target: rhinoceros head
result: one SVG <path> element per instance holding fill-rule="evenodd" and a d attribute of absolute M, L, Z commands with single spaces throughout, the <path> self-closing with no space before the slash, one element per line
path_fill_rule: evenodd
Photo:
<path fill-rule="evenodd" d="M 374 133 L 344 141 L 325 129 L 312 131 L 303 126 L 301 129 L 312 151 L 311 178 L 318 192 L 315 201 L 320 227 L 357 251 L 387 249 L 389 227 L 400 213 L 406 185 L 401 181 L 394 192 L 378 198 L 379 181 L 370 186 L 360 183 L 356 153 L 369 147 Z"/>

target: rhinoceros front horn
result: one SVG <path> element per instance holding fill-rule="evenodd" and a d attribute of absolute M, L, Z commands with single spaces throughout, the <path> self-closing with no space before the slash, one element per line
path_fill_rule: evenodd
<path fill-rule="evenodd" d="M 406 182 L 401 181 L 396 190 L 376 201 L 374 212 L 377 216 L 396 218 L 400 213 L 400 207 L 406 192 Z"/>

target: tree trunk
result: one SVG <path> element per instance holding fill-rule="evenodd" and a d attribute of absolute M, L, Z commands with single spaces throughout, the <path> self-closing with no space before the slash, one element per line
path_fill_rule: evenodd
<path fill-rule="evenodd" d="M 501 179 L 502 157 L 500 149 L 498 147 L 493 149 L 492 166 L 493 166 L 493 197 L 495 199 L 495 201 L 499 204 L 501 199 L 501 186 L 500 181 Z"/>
...
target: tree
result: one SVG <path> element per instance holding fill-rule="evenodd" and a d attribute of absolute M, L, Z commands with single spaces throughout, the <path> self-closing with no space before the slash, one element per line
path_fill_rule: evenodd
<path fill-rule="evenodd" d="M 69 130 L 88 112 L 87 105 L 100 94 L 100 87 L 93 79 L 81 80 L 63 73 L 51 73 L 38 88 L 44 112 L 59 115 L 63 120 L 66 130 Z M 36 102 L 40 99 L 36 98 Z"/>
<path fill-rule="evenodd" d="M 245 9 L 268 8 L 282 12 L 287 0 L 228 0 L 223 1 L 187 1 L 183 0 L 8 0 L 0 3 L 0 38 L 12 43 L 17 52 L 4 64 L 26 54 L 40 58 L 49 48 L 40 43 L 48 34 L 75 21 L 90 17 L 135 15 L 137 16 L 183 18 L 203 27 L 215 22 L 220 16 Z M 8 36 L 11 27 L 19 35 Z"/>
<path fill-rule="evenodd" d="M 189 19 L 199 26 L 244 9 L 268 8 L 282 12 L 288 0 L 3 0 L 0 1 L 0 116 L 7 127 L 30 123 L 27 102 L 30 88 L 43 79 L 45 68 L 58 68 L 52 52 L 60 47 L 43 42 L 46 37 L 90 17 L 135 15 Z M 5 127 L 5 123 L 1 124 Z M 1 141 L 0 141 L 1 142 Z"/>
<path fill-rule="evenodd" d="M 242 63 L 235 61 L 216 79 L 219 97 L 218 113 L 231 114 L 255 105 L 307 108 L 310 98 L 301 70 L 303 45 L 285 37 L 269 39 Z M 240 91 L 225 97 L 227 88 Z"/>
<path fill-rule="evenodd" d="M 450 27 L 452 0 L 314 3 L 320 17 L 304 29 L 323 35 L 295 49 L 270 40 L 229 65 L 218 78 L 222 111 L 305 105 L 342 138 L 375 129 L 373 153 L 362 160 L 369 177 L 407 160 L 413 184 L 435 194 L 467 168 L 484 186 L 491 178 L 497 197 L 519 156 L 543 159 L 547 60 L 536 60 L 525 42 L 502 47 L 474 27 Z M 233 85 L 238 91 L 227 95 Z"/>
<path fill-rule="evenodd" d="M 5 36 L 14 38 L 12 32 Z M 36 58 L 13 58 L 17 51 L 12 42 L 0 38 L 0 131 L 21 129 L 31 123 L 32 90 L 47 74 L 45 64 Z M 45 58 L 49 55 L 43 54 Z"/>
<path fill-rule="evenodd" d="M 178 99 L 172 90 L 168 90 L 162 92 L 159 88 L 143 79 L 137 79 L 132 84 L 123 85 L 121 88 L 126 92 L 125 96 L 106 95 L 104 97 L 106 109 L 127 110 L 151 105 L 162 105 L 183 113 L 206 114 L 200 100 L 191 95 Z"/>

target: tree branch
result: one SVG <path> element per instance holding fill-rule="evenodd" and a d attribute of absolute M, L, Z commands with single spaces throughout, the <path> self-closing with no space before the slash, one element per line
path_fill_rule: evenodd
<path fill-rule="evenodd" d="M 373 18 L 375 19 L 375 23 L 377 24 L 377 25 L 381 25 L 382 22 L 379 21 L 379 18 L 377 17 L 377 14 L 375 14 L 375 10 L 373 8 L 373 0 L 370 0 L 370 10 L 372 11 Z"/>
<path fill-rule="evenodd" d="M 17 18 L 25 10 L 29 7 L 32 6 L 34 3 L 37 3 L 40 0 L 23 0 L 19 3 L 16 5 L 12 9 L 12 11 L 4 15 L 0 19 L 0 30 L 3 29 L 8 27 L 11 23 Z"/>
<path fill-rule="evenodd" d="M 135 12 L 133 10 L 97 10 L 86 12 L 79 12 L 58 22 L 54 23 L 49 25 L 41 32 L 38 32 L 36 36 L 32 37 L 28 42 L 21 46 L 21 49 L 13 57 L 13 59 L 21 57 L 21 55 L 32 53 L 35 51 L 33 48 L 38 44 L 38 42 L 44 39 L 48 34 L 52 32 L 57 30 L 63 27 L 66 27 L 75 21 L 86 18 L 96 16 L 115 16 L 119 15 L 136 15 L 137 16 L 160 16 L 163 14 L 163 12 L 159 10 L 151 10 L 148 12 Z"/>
---
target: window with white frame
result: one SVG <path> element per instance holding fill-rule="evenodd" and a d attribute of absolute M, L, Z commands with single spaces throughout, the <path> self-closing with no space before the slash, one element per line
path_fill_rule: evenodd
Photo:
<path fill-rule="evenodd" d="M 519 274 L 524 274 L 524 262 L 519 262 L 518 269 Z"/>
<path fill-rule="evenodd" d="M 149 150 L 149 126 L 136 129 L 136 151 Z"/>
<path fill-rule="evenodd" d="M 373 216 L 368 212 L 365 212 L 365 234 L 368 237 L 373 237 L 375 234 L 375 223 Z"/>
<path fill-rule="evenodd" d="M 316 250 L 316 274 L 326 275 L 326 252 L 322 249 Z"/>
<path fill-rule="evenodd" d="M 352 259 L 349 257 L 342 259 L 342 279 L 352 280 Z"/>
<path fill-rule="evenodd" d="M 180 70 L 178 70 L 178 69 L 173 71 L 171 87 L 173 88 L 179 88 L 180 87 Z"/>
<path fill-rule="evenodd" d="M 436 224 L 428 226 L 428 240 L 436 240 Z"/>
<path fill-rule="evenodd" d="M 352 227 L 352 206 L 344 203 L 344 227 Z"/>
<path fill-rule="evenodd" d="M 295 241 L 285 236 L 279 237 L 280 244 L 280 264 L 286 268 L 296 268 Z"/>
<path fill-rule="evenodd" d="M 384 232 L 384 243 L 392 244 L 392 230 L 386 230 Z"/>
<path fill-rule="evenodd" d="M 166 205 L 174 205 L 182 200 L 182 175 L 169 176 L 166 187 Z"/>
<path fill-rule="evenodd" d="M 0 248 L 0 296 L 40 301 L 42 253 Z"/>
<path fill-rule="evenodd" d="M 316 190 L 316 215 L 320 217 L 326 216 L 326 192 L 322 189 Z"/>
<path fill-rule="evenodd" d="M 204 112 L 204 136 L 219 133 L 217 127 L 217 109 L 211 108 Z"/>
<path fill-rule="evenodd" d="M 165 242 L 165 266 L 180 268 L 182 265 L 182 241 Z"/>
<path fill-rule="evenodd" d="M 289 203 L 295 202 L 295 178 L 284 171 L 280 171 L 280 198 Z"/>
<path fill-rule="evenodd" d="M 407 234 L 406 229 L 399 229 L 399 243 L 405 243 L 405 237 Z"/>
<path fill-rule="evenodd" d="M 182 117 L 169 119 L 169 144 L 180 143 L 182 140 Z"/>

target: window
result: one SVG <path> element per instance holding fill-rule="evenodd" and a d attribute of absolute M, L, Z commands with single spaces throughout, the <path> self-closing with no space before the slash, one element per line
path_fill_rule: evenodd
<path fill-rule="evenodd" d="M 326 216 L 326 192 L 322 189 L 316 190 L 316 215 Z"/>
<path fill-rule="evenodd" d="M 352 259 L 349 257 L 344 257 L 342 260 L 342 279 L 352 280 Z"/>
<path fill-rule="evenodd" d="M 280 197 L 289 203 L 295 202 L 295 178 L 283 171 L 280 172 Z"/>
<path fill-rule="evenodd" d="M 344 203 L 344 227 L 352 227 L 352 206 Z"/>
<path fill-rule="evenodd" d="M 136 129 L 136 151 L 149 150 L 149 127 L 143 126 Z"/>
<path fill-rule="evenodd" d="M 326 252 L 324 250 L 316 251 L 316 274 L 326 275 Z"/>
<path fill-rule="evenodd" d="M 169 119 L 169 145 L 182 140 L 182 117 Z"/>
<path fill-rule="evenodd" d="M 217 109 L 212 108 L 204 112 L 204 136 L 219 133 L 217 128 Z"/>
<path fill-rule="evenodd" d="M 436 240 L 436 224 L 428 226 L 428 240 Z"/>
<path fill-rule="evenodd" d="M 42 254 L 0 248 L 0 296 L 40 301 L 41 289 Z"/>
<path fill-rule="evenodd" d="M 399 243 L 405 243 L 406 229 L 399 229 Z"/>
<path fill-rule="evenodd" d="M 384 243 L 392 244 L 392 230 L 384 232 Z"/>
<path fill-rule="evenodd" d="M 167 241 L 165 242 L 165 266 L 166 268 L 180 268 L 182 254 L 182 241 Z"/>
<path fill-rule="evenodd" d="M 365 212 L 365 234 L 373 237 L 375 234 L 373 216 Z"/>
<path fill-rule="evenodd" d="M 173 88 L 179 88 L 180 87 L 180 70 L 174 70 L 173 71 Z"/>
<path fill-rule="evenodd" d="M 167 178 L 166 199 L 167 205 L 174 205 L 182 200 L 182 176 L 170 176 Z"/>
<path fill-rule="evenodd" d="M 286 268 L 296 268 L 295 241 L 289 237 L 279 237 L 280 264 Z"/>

▸ **Problem statement**
Which lines in the rows above contain the word "window"? Locate each one and copy it out in full.

▸ **Solution to this exercise**
target: window with white frame
target: window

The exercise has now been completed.